In order to write the equations in a matrix-vector notation, let us use the following column-array representation of the maps involved: u = (U₁,…,U_N)^T and f = (Φ₁,…,Φ_N)^T, where the superscript T denotes the transpose. Then ∑_iu_iA_ji = (Au)_j, and so

$$\sum _j{\left(\sum _i{u}_i{A}_{ji}\right)}^2=u^T{A}^{T}Au\text{\hspace{1em} and \hspace{1em}}\sum _j{\Phi }_j\sum _i{u}_i{A}_{ji}=u^T{A}^{T}f$$ (15)

Therefore, denoting H = A^TA and g = A^Tf, we arrive at our quadratic programming problem (eq 6).

These equations (eq 6) involve, in general, 3N unknowns: N coefficients u_i and 2N parameters describing the direction vector of the shape kernel at each of the N voxels. The dependence of these equations on u is quadratic, but the dependence on the direction vectors (on which H and g depend) is more complex. We envision the development of more sophisticated methods to solve such systems of equations under these general conditions. As mentioned before, for the purpose of the present paper, we assume that the whole tomogram can be partitioned into regions, within each of which the filament direction can be considered approximately constant. In this case, the matrix H and the vector g are constant within each region. Each subsystem then involves only N_k + 2 unknowns instead of 3N, where N_k is the number of voxels in region k. The various regions should overlap along their boundaries in order to avoid aliasing and boundary effects (Figure 1).

The Solution of the Quadratic Programming Problem.

We solved eq 6 iteratively within each of the regions. We started by using the initial direction of the shape kernel as the y axis. With this direction fixed, we solved eq 6 by means of the software package SNOPT.¹⁰ This step was wrapped inside a loop consisting of a Newton–Raphson scheme to minimize the objective function with respect to the direction vector of the shape kernel (that is, the remaining 2 variables, on which H and g depend). This process converged very quickly, in two or three iterations. In this manner we obtained the U maps for all the regions. Each of these maps was then cropped along its boundaries by half of the overlap width, yielding a global U map corresponding to the whole tomogram. The global T map was then computed by means of eq 7.

Filament Tracing Using the Global U and T Maps.

In principle, tracing could be done by just using T, but the availability of U allows for a much simpler and faster procedure.

After obtaining the global U and T maps, as described in the previous section, the voxels of the T map are scanned sequentially in order of increasing y coordinates (Figure 4). Each voxel is checked to determine if it has a local maximum of T on that particular x-z cross section. If so, a new trace starts from this voxel c₁. To obtain the next trace point, a local “orthogonal distance regression” is performed based on the U map: the shape kernel S is centered at c₁, and the voxels p where U(p) > 0 are weighted according to S(p – c₁) · U(p). These weights are used in the regression, which yields a line that best fits those points p in a local neighborhood of c₁. Denoting by c′ the point on the regression line closest to c₁, the next point c₂ of the trace is taken at a prescribed distance δ from c′. When a trace point is reached whose T value is less than a prescribed threshold, the trace ends. Every trace point determines a ball of “used” voxels around it, which serve to avoid repetitions of starting voxels and collisions with previously determined traces.

Coordinate annotation entries
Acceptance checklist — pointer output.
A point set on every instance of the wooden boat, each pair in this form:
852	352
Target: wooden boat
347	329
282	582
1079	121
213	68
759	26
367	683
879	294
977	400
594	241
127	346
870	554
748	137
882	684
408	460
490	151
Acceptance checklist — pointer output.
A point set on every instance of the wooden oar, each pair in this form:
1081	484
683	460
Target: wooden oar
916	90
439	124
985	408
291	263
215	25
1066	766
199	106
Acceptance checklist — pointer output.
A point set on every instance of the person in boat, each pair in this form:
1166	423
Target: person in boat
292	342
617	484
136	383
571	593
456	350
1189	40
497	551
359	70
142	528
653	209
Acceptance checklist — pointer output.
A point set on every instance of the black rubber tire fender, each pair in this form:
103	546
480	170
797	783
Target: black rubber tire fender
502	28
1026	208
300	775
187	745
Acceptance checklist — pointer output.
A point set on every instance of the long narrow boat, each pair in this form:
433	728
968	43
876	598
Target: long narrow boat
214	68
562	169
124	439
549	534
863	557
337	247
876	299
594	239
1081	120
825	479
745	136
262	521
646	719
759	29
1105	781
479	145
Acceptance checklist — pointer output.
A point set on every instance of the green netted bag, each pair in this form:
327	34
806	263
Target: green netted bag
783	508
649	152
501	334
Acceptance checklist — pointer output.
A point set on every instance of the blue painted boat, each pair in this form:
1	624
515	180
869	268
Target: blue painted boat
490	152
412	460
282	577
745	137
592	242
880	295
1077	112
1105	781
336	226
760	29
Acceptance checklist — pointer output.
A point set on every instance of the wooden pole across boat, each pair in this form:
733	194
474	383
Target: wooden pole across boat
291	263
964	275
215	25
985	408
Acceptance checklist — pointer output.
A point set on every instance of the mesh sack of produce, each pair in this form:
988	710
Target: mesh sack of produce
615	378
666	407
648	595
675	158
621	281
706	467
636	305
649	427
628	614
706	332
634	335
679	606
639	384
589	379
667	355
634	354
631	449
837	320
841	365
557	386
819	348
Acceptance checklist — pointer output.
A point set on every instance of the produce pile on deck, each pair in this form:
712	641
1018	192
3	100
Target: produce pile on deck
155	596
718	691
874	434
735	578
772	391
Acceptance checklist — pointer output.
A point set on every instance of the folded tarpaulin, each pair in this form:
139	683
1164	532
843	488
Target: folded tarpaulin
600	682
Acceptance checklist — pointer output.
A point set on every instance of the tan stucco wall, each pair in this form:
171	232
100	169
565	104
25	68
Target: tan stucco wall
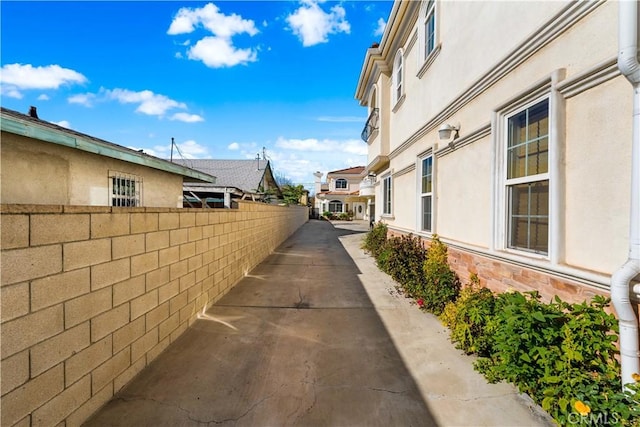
598	171
91	295
594	138
36	172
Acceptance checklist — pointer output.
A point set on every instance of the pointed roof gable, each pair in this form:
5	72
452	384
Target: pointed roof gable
356	170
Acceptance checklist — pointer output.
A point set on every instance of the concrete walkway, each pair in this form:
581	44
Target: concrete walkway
316	336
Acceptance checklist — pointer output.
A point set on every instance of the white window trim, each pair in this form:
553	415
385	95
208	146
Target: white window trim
420	194
424	59
385	214
335	184
545	88
136	197
398	69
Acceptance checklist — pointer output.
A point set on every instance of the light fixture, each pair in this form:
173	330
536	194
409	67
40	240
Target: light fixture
444	133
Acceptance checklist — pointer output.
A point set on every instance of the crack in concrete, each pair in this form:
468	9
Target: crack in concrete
301	303
188	413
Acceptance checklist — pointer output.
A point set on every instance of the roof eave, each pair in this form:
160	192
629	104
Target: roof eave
50	134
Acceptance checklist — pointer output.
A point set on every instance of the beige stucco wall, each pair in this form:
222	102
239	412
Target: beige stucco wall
91	295
594	137
36	172
598	171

To-do list –
- a) Reproduce word for word the passage of the filament-tracing text between "In order to write" and "problem (eq 6).", inclusive.
- b) Please pick out every line of the entries that contains the string "across", treating case as significant.

Answers to the exercises –
- a)
In order to write the equations in a matrix-vector notation, let us use the following column-array representation of the maps involved: u = (U₁,…,U_N)^T and f = (Φ₁,…,Φ_N)^T, where the superscript T denotes the transpose. Then ∑_iu_iA_ji = (Au)_j, and so

$$\sum _j{\left(\sum _i{u}_i{A}_{ji}\right)}^2=u^T{A}^{T}Au\text{\hspace{1em} and \hspace{1em}}\sum _j{\Phi }_j\sum _i{u}_i{A}_{ji}=u^T{A}^{T}f$$ (15)

Therefore, denoting H = A^TA and g = A^Tf, we arrive at our quadratic programming problem (eq 6).

- b)
A point set on every instance of the wooden pole across boat, each pair in this form:
Target: wooden pole across boat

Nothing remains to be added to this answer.